# START OF Data supplied

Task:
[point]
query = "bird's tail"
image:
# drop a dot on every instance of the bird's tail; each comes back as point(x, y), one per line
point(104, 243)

# END OF Data supplied
# START OF Data supplied

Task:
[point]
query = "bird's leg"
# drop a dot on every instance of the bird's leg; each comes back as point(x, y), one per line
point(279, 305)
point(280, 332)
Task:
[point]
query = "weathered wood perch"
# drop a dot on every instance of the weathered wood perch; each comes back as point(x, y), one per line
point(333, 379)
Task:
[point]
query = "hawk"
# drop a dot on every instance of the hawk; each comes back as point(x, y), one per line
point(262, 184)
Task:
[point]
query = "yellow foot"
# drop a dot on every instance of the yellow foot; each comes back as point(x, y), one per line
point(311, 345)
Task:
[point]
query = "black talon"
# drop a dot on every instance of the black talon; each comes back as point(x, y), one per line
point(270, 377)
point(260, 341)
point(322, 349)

# END OF Data supplied

- Task directions
Return every line of the records above that contains the word "each".

- Finished exercise
# drop a dot on every instance of the bird's tail; each comes back as point(x, y), one per line
# drop a dot on every instance of the bird's leg; each comes back as point(x, y), one per line
# drop a dot on every instance of the weathered wood perch; each comes back as point(x, y), one per line
# drop a dot on every instance of the hawk; each comes back as point(x, y), one per line
# drop a dot on every instance of the yellow foot; each comes back as point(x, y), one per line
# drop a dot on every instance of the black talon; each comes back as point(x, y), one per line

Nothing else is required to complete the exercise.